__WORK ORDER 1__. In the health-spending passage, list the one-word replies that follow "Spending offsets?"
__WORK ORDER 2__. Resume the health-spending passage after its last sentence.

Yet the Republicans have not even proposed minuscule spending cuts to pay for their current health-related bills. Their latest lapse involves the medical-device excise tax. This is a 2.3 percent tax on medical devices to help pay for Obamacare. The CBO estimates that device-tax repeal will increase the deficit by $24 billion in the next ten years. Spending offsets? Zero. Nada. Zilch, says senior fellow John Graham of the National Center for Policy Analysis.
This episode is the second time in 2015 that the Republican-majority Congress has voted to increase deficit spending on health care. In April, they jacked up Medicare spending on physicians’ fees — winning the praise of physician lobbyists. At least that time around, they found a few pennies on the dollar to pay for the increase. Still, the CBO estimates the so-called Medicare “doc fix” will add $141 billion to the cumulative ten-year deficit.

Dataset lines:
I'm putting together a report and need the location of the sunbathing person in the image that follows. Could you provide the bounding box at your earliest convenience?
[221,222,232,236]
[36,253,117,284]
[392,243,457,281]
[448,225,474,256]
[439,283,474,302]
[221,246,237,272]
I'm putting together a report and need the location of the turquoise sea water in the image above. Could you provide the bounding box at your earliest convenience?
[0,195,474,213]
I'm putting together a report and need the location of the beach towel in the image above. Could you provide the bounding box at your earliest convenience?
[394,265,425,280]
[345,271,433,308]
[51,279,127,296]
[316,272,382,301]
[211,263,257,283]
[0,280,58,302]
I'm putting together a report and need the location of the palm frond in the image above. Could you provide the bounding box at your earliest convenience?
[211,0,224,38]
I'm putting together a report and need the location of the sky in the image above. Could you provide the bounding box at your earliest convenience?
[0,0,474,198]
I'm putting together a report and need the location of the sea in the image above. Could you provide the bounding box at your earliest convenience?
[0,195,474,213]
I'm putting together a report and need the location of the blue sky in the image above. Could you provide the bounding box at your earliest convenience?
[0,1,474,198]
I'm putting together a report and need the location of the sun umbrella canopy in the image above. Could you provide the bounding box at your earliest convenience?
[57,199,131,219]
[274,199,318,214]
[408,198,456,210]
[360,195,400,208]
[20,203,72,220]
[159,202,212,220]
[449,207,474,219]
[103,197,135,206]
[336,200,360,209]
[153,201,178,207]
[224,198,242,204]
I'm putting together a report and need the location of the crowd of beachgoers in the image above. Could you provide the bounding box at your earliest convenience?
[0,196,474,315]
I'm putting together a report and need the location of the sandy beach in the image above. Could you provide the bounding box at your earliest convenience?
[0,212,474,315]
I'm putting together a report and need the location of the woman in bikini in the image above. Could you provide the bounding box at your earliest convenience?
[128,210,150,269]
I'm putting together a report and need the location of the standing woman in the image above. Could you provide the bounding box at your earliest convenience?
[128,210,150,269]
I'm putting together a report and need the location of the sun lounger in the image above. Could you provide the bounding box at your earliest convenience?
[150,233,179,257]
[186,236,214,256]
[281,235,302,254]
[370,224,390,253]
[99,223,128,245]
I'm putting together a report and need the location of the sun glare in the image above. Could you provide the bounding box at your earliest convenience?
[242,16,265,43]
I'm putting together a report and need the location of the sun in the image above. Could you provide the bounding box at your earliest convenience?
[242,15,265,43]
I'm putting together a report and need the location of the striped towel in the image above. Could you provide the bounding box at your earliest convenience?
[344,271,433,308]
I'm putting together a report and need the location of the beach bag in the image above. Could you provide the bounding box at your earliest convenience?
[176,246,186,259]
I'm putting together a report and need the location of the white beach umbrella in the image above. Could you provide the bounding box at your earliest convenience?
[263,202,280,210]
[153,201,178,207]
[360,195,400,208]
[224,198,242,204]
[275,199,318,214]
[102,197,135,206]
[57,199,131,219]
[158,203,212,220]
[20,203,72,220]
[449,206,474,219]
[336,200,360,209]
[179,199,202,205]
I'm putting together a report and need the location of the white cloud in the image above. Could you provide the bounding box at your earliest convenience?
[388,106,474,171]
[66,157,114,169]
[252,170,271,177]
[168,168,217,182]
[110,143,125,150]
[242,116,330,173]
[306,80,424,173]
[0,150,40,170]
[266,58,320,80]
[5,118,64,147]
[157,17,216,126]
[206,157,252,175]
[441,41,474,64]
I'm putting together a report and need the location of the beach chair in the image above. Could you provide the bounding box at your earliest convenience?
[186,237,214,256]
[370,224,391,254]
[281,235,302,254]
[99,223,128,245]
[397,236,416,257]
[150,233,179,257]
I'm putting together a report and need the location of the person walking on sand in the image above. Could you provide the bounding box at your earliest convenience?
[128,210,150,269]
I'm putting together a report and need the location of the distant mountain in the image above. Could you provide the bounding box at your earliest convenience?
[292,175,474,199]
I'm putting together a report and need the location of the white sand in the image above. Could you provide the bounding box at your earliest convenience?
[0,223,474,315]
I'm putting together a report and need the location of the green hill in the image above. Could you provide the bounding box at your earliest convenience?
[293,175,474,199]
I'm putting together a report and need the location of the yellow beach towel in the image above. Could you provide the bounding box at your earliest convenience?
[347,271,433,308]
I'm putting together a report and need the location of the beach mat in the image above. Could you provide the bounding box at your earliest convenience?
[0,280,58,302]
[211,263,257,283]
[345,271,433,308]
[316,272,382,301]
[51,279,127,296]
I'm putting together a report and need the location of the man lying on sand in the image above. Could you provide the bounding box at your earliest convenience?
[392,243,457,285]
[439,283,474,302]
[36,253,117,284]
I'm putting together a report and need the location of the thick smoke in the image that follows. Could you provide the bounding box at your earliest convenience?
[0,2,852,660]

__ANSWER BOX 1__. Zero, Nada, Zilch

__ANSWER BOX 2__.
President Obama himself has proposed a way to cut Medicaid spending that should appeal to conservatives. He proposed reforms to “provider taxes.” Because the federal government automatically matches (or, in most states, more than matches) each dollar the state pays for Medicaid, hospitals and state politicians have figured out a neat trick to maximize federal payments.
Congress could stop this abuse and thereby save $22 billion over ten years. All it has to do is use the Medicaid proposal from President Obama’s 2012 budget, and it would pay for almost all of the revenue lost from repealing the medical device tax.